**Pointing dataset excerpts**
————

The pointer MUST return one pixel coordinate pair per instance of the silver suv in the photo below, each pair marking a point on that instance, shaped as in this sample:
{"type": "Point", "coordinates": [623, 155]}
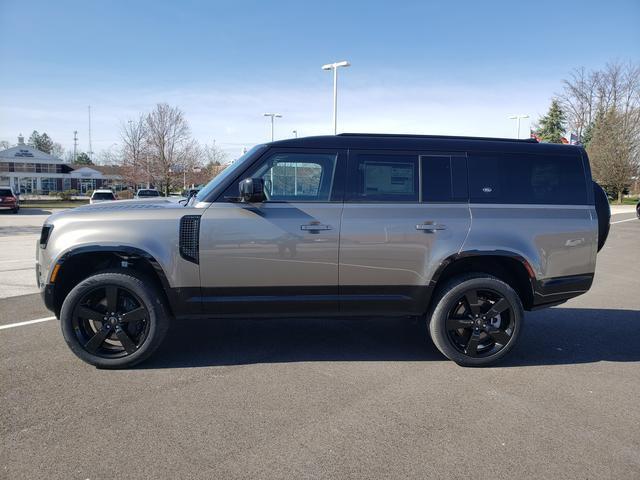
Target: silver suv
{"type": "Point", "coordinates": [463, 233]}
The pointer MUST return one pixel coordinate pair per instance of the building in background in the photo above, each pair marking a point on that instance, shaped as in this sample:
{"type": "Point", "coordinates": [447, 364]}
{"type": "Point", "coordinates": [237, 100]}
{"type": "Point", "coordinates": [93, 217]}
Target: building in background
{"type": "Point", "coordinates": [29, 171]}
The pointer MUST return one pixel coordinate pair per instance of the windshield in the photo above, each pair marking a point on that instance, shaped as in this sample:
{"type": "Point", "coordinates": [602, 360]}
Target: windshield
{"type": "Point", "coordinates": [229, 171]}
{"type": "Point", "coordinates": [148, 193]}
{"type": "Point", "coordinates": [103, 196]}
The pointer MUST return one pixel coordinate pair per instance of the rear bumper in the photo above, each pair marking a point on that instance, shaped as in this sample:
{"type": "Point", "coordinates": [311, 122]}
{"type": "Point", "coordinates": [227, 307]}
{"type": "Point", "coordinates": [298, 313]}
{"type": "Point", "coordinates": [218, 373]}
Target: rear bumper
{"type": "Point", "coordinates": [553, 291]}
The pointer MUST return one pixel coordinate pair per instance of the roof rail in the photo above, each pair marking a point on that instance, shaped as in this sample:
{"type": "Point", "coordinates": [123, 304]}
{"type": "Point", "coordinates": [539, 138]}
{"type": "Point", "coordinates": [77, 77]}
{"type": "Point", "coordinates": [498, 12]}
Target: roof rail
{"type": "Point", "coordinates": [443, 137]}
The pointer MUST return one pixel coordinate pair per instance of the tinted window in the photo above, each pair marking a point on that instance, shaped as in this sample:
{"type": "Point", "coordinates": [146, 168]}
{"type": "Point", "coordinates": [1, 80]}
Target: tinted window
{"type": "Point", "coordinates": [298, 176]}
{"type": "Point", "coordinates": [528, 179]}
{"type": "Point", "coordinates": [384, 177]}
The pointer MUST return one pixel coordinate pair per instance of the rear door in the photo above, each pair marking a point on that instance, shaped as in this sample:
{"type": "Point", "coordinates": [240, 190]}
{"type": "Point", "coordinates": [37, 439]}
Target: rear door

————

**Given instruction**
Print all the rows above without changing a word, and leave out the pictures.

**Task output**
The pointer MUST return one pixel coordinate pair per instance of the silver suv in the photo below, each pair marking a point on that instance, shaped as in this sample:
{"type": "Point", "coordinates": [623, 155]}
Target: silver suv
{"type": "Point", "coordinates": [463, 233]}
The pointer MUST return one pixel coordinate pair per instance of the building in background in the photo above, each pair marking a point on that instance, shaped as in this sample:
{"type": "Point", "coordinates": [447, 364]}
{"type": "Point", "coordinates": [237, 100]}
{"type": "Point", "coordinates": [93, 217]}
Target: building in background
{"type": "Point", "coordinates": [29, 171]}
The pointer MUST return one pixel coordinate pair per instance of the windshield in the photo above, each pair marking a point on that instance, shaped as in this sample:
{"type": "Point", "coordinates": [602, 360]}
Target: windshield
{"type": "Point", "coordinates": [229, 171]}
{"type": "Point", "coordinates": [148, 193]}
{"type": "Point", "coordinates": [103, 196]}
The pointer MUST return one pixel coordinate pair per instance of the rear bumper in the photo above, each pair marking a point on that instance, shaped as in this sample:
{"type": "Point", "coordinates": [311, 122]}
{"type": "Point", "coordinates": [227, 307]}
{"type": "Point", "coordinates": [298, 313]}
{"type": "Point", "coordinates": [218, 373]}
Target: rear bumper
{"type": "Point", "coordinates": [553, 291]}
The pointer MUST return one pixel coordinate pair per instance of the roof rail in the photo above, each pair marking a point on that instance, shaped as in this sample:
{"type": "Point", "coordinates": [123, 304]}
{"type": "Point", "coordinates": [539, 138]}
{"type": "Point", "coordinates": [77, 77]}
{"type": "Point", "coordinates": [498, 12]}
Target: roof rail
{"type": "Point", "coordinates": [443, 137]}
The pointer MUST return one pixel coordinate pair per instance of the tinted window in the photo above, each pair marking a point on that instance, shaped as in this sample:
{"type": "Point", "coordinates": [146, 168]}
{"type": "Point", "coordinates": [1, 80]}
Target: tinted window
{"type": "Point", "coordinates": [298, 176]}
{"type": "Point", "coordinates": [528, 179]}
{"type": "Point", "coordinates": [384, 177]}
The pointer MUST return one pixel coordinate pair per instance of the rear door in the photo above, each pair marking a point on that instance, shaped as in this sample:
{"type": "Point", "coordinates": [240, 190]}
{"type": "Point", "coordinates": [37, 439]}
Target: rear door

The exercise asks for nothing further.